(Dati di puntamento su oggetti nominati)
####

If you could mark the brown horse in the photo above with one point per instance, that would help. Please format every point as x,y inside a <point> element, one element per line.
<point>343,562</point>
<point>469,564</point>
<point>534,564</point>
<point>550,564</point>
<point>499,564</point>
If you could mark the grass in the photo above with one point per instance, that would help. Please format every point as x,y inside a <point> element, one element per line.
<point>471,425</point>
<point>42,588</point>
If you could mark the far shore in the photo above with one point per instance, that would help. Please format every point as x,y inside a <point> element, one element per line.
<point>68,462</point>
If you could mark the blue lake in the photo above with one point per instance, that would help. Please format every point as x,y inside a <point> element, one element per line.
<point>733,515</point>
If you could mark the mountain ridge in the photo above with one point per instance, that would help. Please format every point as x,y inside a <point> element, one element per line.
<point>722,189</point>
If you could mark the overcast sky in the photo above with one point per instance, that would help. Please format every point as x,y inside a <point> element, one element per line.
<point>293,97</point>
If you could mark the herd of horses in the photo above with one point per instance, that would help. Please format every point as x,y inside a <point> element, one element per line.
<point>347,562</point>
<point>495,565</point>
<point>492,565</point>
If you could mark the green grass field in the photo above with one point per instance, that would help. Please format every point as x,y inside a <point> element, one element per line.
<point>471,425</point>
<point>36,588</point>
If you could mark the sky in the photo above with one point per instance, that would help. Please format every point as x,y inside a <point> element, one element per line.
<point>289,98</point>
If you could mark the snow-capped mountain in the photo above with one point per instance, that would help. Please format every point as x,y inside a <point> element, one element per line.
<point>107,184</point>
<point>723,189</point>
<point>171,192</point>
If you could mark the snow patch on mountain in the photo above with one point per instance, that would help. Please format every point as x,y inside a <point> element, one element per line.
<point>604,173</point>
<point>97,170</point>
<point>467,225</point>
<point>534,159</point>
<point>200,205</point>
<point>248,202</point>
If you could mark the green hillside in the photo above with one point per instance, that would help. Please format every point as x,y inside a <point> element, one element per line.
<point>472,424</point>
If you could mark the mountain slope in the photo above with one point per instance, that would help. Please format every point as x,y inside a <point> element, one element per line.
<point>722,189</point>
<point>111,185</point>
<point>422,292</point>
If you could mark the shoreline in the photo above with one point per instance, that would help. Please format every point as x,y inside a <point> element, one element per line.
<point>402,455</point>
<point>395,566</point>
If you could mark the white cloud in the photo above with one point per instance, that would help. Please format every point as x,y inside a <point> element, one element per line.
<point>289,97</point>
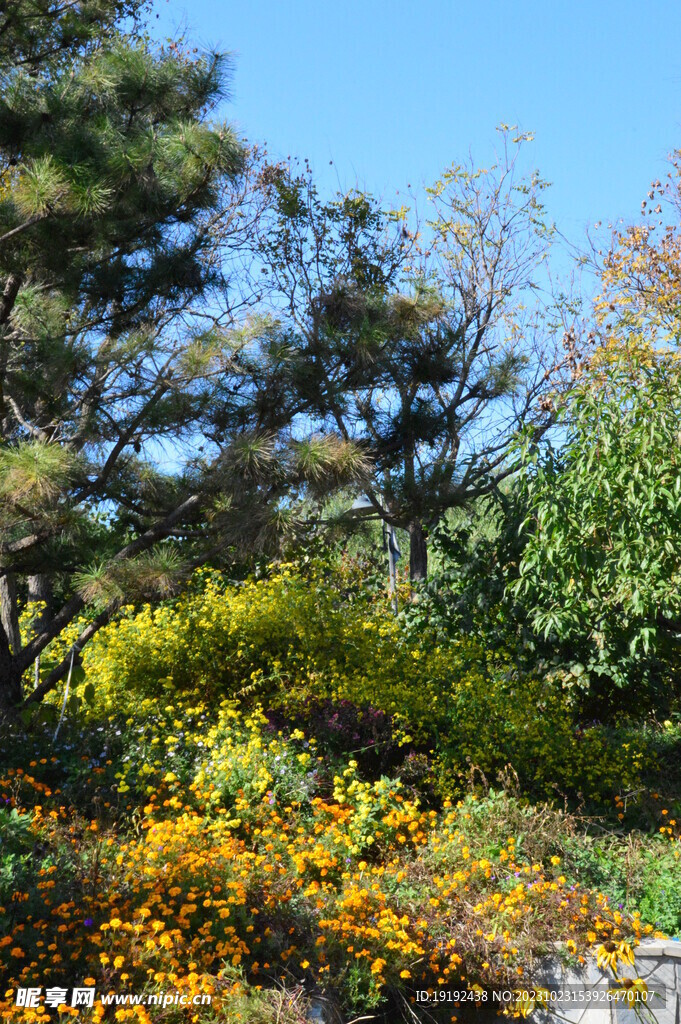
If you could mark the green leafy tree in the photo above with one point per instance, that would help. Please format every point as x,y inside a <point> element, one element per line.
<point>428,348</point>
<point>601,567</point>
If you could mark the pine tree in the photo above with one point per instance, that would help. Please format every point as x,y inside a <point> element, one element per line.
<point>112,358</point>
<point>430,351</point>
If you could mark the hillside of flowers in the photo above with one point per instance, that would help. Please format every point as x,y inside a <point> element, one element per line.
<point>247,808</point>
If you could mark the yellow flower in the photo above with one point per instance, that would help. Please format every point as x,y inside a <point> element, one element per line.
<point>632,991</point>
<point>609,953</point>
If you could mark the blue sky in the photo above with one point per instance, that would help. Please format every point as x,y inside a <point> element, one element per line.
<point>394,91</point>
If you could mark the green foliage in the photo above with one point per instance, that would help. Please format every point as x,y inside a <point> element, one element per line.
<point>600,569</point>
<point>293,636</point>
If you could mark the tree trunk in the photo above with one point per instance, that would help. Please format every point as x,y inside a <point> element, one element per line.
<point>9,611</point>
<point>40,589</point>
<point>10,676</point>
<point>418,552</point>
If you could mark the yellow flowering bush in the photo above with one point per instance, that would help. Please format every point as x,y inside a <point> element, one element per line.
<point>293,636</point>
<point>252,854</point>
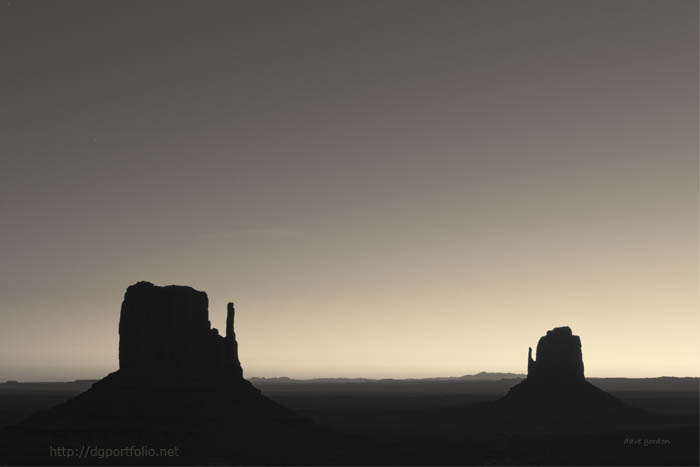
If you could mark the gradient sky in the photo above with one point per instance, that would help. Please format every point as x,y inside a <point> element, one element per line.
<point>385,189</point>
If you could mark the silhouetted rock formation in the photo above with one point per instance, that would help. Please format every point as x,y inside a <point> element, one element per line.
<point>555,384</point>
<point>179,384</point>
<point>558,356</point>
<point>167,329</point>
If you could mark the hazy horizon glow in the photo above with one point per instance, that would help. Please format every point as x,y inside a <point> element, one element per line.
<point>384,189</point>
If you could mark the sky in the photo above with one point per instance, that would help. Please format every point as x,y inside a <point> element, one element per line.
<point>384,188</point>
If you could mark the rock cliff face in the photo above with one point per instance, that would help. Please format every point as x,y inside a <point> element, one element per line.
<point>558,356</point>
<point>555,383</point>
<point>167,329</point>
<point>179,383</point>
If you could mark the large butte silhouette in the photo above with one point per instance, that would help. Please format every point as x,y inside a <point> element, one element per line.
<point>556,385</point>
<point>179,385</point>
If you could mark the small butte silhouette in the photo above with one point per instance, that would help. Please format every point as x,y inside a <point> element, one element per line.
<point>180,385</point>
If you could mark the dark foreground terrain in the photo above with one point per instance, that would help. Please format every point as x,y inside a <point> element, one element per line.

####

Richiesta: Duplica senza alcuna modifica le righe dei dati che vanno da quella che contiene "If you could mark the green hillside" giù fino a quella che contiene "<point>472,424</point>", entrambe comprese.

Compito svolto:
If you could mark the green hillside in the photo above with one point per instance, that would help. Please format every point as x,y inside a <point> element, one element per line.
<point>472,424</point>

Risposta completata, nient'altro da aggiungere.